Exercise instructions –
Below are the records. State how many of their lines hold the word "tile", and add nothing else.

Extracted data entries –
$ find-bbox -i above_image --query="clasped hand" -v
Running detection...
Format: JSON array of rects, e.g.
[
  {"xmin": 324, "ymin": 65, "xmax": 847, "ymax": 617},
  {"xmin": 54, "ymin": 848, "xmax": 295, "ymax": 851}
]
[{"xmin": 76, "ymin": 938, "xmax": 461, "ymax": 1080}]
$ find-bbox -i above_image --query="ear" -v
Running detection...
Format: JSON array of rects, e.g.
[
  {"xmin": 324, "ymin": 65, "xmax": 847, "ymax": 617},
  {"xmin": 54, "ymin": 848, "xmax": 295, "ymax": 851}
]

...

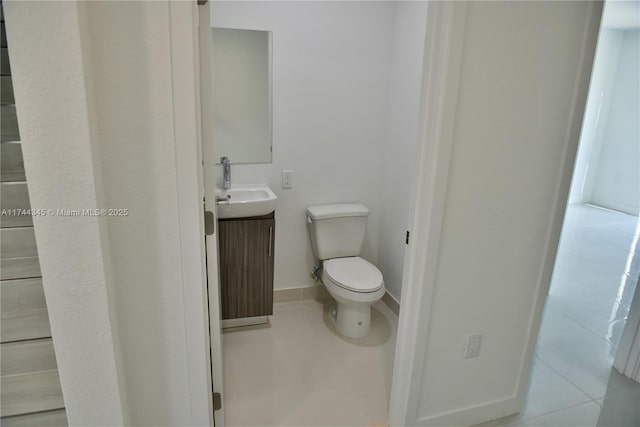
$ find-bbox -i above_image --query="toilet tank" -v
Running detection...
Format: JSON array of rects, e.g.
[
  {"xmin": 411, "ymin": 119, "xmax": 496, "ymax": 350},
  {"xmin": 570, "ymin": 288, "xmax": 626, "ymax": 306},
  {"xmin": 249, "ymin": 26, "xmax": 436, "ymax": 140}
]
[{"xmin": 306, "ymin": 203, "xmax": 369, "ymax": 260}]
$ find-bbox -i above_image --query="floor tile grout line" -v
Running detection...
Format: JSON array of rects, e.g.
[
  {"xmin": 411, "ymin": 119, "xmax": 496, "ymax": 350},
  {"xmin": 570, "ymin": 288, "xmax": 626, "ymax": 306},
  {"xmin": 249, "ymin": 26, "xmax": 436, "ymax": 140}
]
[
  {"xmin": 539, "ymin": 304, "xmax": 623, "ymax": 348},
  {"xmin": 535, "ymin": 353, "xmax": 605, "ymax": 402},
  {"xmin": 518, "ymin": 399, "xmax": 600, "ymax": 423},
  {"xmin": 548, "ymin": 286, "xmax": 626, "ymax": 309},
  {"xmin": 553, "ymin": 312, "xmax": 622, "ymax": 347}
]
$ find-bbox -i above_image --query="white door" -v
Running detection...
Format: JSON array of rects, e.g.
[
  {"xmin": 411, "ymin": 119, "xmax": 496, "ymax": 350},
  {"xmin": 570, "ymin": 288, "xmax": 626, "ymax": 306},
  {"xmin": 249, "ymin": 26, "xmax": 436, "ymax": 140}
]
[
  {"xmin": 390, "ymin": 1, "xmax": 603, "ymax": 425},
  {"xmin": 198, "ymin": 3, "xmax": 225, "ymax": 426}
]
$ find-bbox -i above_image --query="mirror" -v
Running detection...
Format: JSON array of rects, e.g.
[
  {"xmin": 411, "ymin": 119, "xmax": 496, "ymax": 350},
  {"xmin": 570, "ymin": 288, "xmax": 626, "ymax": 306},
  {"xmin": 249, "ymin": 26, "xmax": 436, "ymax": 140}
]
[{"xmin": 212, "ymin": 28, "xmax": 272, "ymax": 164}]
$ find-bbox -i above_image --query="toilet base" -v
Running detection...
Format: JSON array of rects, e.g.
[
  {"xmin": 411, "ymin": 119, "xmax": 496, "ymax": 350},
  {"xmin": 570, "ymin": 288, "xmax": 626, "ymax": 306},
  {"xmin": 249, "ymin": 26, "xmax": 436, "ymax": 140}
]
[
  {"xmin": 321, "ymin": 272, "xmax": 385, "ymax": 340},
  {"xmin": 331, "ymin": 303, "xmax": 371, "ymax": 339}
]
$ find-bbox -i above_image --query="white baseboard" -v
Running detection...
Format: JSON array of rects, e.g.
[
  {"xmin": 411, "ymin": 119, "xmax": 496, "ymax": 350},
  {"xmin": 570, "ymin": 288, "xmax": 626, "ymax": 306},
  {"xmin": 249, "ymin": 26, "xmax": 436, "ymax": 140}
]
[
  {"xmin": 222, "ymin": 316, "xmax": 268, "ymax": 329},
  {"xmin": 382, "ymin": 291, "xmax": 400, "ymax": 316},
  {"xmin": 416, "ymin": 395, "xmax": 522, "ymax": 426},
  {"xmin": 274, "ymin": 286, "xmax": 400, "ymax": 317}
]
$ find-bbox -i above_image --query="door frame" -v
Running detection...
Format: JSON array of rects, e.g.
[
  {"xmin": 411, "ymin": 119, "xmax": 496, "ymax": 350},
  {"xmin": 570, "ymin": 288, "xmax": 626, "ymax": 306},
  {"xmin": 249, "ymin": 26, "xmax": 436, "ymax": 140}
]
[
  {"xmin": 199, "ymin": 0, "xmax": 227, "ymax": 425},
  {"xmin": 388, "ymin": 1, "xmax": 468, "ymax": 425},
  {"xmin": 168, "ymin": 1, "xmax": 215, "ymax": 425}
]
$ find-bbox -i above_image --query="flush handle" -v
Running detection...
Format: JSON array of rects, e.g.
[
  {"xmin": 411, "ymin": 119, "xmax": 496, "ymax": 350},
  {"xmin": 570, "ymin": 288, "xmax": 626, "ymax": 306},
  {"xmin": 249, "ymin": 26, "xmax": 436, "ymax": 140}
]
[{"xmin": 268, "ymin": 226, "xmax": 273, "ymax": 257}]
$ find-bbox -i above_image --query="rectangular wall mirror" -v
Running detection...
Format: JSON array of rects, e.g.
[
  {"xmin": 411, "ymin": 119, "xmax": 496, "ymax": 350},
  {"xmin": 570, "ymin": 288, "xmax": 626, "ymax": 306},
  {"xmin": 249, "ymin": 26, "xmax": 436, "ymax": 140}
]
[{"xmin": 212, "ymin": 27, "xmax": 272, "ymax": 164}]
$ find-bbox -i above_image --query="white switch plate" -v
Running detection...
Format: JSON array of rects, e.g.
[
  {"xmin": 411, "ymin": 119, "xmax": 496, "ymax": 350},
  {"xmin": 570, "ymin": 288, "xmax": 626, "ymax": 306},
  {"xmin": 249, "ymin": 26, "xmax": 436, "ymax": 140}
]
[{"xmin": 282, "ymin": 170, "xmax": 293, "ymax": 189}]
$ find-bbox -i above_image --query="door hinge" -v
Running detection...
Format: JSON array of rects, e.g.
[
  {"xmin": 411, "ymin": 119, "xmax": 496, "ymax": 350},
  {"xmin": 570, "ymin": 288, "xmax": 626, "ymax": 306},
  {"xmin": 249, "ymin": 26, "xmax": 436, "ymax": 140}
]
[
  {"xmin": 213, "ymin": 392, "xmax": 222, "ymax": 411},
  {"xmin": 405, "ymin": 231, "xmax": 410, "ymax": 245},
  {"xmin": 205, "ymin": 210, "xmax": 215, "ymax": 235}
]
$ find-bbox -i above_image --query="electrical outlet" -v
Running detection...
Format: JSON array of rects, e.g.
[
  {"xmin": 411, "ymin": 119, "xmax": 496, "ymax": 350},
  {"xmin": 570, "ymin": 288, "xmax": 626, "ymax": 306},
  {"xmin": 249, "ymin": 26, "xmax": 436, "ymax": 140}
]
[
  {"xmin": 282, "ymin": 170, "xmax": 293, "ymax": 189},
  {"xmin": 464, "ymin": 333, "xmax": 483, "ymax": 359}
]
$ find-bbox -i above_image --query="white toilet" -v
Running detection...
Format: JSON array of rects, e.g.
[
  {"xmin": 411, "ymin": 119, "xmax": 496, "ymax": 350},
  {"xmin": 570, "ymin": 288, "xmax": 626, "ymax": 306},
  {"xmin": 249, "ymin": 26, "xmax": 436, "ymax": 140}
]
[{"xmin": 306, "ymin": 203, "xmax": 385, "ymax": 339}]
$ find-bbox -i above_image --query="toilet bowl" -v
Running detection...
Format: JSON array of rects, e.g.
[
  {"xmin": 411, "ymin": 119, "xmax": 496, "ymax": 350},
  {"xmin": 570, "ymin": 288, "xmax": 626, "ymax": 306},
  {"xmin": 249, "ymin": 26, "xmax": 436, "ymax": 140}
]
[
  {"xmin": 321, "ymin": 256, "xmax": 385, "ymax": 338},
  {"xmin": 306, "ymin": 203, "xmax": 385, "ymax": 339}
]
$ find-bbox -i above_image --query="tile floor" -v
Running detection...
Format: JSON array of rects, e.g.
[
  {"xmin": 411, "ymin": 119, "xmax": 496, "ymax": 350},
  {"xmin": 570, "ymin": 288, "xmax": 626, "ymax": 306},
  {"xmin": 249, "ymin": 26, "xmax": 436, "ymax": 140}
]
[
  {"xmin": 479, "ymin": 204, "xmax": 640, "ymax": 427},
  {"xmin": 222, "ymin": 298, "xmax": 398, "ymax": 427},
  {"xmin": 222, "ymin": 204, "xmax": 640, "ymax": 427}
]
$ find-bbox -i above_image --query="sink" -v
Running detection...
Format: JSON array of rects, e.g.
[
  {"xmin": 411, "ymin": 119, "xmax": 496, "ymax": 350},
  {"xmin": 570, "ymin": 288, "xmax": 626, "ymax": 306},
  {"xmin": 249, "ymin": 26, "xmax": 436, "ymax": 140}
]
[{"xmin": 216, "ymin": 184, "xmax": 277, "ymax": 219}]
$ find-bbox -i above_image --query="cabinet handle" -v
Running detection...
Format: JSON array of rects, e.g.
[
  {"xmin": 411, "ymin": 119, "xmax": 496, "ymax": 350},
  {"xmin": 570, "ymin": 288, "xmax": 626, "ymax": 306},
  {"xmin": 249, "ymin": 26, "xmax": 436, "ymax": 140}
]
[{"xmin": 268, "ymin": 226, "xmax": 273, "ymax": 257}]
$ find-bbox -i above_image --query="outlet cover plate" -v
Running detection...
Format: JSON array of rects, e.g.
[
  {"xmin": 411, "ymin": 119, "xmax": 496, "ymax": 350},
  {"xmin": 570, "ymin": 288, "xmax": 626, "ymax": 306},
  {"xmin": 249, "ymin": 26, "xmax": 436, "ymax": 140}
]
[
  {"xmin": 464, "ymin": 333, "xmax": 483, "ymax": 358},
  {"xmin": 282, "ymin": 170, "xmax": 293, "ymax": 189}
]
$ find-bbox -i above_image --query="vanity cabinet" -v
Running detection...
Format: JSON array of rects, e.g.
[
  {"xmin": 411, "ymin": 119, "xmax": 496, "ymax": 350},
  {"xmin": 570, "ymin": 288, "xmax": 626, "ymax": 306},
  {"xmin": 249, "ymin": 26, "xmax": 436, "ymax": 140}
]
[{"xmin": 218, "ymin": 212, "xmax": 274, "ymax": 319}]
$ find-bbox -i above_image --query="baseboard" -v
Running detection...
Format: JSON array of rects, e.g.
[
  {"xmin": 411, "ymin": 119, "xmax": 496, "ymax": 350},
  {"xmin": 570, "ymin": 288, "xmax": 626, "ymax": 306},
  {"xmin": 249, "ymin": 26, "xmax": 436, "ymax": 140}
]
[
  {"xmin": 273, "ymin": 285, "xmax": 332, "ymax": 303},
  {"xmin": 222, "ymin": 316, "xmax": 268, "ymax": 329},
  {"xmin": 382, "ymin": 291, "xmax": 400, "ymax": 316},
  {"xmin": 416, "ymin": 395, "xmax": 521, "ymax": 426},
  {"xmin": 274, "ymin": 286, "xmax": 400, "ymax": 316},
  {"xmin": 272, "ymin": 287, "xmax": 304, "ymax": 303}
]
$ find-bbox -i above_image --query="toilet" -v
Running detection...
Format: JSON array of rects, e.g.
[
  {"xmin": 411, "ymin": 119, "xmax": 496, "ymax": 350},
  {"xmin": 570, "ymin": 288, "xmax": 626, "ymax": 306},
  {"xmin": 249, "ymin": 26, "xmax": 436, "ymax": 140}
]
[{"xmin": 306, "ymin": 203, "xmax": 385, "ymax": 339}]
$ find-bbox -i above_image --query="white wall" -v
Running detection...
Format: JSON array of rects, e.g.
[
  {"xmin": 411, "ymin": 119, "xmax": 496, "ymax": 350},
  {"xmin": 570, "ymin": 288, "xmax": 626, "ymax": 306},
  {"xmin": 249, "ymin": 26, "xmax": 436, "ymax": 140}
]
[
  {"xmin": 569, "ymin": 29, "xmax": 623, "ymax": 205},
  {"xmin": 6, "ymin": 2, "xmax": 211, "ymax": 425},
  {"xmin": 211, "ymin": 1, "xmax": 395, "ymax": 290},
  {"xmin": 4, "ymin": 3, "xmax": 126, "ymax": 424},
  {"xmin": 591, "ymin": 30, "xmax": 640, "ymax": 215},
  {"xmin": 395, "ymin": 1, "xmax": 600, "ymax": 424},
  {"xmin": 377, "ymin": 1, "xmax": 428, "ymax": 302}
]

Answer to this problem –
2